Information provided:

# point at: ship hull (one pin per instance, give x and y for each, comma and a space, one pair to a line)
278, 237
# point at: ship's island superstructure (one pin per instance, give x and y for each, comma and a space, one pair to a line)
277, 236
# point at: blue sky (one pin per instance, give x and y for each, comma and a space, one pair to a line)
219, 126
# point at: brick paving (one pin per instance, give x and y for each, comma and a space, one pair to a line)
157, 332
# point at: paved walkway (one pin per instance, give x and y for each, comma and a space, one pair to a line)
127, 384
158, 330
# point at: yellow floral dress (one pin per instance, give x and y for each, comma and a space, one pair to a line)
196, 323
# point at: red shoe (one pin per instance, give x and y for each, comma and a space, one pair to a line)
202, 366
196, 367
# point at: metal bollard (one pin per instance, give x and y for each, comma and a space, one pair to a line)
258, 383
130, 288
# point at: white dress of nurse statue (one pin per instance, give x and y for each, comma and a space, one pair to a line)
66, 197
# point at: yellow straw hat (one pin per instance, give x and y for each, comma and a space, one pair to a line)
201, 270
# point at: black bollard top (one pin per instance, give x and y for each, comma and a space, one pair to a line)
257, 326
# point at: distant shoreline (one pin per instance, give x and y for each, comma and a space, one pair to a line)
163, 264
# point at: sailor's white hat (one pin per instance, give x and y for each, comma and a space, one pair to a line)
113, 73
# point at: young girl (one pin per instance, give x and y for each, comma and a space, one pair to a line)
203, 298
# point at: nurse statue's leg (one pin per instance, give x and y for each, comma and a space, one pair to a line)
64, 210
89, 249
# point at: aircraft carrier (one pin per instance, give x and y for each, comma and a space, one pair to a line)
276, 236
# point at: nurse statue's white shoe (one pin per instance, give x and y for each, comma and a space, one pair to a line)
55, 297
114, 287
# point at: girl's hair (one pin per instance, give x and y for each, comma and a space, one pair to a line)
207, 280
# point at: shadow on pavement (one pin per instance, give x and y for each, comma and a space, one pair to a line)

Exercise details:
Could you transcribe the records in full, exactly?

Written answer:
# point at: ship hull (one pin per instance, give x and y for each, comma and a space, one pair to a line)
278, 237
# point at: ship's island superstructure (one pin per instance, give x and y for each, comma and a space, one pair to a line)
277, 236
# point at: blue sky (one pin per instance, give x and y for each, comma and a space, one pair to a line)
219, 126
# point at: brick paving (one pin per instance, give x and y for each, comma and a space, one pair to a line)
157, 332
# point at: paved walkway (one pin per instance, give x and y for each, comma and a space, one pair to a line)
127, 384
158, 330
# point at: yellow floral dress (one pin per instance, give x and y for each, comma and a space, one pair to a line)
196, 323
# point at: red shoe (one pin per instance, give x and y for each, comma and a space, one pair to a line)
202, 366
196, 367
# point at: metal bollard (one pin per instance, give x and y for each, comma and a space, one pair to a line)
258, 383
130, 288
# point at: white dress of nurse statue (one pin per instance, give x and y for each, comma and a space, one pair to a line)
66, 197
# point at: yellow straw hat (one pin per instance, give x and y for each, comma and a space, one pair to a line)
201, 270
# point at: black bollard top (one pin per instance, give x and y for each, comma and a space, one pair to a line)
257, 326
# point at: distant shoreline (one pin per instance, give x and y for each, comma and a space, one pair to a line)
163, 264
# point at: sailor's white hat (one pin per instance, give x and y for each, comma and a space, one pair to a line)
113, 73
# point at: young girl (one pin per instance, give x and y for each, comma and a space, one pair to a line)
203, 298
# point at: nurse statue's leg (one pin per instance, give x and y for each, comma and a space, one pair to a line)
64, 210
89, 249
# point at: aircraft carrier (one pin per instance, give x and y for each, comma and a space, one pair to a line)
276, 236
# point at: nurse statue's white shoe (one pin per instance, give x and y for each, comma and a space, one pair to a line)
55, 297
114, 287
# point at: girl's hair (one pin per instance, give x and y for each, comma and a space, one pair to a line)
207, 280
# point at: shadow on pavement (one pin per instance, give x and y for each, comma and a space, one pair to a line)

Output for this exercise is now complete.